PROBLEM STATEMENT: Return the lines of the records below unchanged, from the line containing "Look at the photo above. For each instance of the hazy" through the end of the records.
— start —
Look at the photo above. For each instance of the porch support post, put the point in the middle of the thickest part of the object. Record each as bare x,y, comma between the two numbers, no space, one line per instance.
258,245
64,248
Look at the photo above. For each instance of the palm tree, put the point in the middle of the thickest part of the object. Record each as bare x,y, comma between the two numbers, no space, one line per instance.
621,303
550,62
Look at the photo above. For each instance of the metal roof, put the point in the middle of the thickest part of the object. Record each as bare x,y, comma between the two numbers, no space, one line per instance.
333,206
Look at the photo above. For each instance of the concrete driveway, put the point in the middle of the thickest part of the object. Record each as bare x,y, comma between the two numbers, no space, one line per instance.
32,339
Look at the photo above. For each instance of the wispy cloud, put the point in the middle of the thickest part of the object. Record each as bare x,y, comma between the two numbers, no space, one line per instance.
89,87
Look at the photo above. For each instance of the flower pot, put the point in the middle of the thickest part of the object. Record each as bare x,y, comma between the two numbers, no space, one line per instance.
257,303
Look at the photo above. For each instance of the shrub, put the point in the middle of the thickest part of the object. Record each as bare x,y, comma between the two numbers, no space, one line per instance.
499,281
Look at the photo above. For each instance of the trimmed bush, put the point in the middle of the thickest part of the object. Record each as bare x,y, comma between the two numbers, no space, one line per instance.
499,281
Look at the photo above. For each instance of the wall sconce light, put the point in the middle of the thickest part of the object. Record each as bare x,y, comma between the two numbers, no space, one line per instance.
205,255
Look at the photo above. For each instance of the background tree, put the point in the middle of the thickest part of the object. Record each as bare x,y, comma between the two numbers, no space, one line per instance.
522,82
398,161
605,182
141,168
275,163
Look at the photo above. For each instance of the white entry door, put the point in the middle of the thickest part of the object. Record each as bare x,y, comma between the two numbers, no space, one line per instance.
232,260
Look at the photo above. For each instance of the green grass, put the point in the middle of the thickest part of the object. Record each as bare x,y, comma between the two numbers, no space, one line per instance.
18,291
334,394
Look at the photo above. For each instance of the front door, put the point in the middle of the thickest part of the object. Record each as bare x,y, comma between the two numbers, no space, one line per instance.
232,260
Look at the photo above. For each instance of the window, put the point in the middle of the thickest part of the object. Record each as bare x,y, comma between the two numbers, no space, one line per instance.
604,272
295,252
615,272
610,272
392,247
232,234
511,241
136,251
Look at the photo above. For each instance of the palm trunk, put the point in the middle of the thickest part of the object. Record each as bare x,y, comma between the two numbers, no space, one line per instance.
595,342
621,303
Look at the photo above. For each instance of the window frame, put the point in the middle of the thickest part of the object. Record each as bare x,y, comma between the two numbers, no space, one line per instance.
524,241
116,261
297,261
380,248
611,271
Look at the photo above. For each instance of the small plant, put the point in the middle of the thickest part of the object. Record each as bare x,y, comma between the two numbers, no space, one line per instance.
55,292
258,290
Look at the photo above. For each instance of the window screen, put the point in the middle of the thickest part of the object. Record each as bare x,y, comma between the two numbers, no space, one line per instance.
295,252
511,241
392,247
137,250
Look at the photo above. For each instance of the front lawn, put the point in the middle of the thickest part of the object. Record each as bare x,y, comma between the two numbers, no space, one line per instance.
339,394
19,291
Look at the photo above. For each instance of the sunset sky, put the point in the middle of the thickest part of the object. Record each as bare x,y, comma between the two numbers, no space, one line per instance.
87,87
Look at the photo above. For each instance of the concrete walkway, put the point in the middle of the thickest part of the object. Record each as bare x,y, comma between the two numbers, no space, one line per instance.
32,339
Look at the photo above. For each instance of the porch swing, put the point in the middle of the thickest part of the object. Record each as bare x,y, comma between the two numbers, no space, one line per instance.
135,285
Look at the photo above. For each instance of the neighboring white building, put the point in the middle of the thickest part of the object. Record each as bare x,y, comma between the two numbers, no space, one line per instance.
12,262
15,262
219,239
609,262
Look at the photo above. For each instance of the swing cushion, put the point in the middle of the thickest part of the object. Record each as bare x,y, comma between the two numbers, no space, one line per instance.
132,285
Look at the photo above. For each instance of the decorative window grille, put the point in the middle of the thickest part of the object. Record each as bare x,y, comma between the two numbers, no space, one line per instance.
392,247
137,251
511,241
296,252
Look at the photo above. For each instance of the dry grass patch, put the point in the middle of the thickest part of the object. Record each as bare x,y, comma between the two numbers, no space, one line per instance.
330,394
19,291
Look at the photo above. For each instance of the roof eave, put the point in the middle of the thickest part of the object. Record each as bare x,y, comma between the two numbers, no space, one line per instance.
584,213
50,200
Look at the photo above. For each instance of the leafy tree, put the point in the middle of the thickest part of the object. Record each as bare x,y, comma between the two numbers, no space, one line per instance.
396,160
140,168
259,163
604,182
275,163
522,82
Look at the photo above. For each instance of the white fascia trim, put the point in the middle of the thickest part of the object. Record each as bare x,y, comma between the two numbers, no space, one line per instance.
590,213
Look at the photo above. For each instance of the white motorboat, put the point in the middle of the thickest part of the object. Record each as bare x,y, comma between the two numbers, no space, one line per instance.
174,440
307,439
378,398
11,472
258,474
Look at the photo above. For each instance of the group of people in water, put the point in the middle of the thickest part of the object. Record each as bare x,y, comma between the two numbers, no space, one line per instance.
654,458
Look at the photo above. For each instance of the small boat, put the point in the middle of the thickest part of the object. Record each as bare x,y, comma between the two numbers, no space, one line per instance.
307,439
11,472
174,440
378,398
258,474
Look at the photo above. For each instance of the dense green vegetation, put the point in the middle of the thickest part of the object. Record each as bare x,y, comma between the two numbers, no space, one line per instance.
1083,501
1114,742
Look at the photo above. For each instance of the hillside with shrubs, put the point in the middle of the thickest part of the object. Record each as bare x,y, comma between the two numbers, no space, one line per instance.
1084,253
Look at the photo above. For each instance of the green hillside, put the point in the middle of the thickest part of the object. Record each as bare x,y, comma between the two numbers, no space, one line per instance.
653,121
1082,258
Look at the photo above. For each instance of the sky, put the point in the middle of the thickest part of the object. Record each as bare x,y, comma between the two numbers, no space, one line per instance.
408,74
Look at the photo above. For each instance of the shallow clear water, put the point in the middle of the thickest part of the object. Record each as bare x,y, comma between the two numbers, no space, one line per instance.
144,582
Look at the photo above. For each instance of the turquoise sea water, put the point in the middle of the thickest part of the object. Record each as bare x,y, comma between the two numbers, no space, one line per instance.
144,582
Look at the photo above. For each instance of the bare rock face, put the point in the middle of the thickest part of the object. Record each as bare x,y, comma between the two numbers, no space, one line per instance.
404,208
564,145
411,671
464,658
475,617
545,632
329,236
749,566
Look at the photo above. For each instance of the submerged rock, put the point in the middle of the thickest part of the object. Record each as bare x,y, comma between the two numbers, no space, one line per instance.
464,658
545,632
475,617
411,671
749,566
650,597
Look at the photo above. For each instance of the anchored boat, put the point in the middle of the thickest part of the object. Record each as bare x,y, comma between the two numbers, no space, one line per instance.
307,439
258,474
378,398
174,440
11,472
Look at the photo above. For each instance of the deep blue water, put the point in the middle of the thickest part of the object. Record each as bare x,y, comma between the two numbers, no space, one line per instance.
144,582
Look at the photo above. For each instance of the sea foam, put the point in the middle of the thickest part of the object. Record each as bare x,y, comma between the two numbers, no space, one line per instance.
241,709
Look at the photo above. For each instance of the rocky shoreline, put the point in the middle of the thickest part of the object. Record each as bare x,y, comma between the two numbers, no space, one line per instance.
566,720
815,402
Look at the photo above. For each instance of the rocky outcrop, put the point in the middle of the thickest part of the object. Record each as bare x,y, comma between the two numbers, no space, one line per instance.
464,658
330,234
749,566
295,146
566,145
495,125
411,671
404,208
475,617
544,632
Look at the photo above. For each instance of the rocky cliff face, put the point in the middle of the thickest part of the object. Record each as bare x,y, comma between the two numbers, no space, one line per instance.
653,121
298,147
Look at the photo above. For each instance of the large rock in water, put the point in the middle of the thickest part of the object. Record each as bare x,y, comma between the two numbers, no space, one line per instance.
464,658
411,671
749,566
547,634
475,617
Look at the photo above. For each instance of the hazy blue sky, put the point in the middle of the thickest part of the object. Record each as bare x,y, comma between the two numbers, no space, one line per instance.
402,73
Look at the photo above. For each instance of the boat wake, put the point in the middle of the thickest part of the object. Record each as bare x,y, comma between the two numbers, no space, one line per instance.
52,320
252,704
— end —
CORRECT RESULT:
Look at the photo above. For each instance of the hazy blue sky, put the point in the middle of the thickest part of the object. Record each as bare x,y, comma between the two numbers, no space, one line per instance.
402,73
Look at the photo above. For each instance of the boat wake, put the point in the middle of the thickest part of the object. Record each as bare x,y, comma between the two numbers, no space, one line per instance.
52,320
252,704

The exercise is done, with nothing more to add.